- _Records for this exercise_:
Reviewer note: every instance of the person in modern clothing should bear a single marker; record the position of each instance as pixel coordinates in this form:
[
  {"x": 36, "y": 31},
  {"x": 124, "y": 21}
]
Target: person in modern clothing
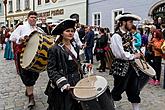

- _Written task_:
Substitute "person in traditional dress" for every occurrence of "person in modern clothing" across all the rows above, and reproduce the lines with nothing else changed and the pictures omitted.

- _Answer to this exercise_:
Reviewer note: every instance of the person in traditional dress should bear a single marker; record the position of each instance as pixel coordinates in this form:
[
  {"x": 36, "y": 31},
  {"x": 124, "y": 21}
]
Target: person in traditional dress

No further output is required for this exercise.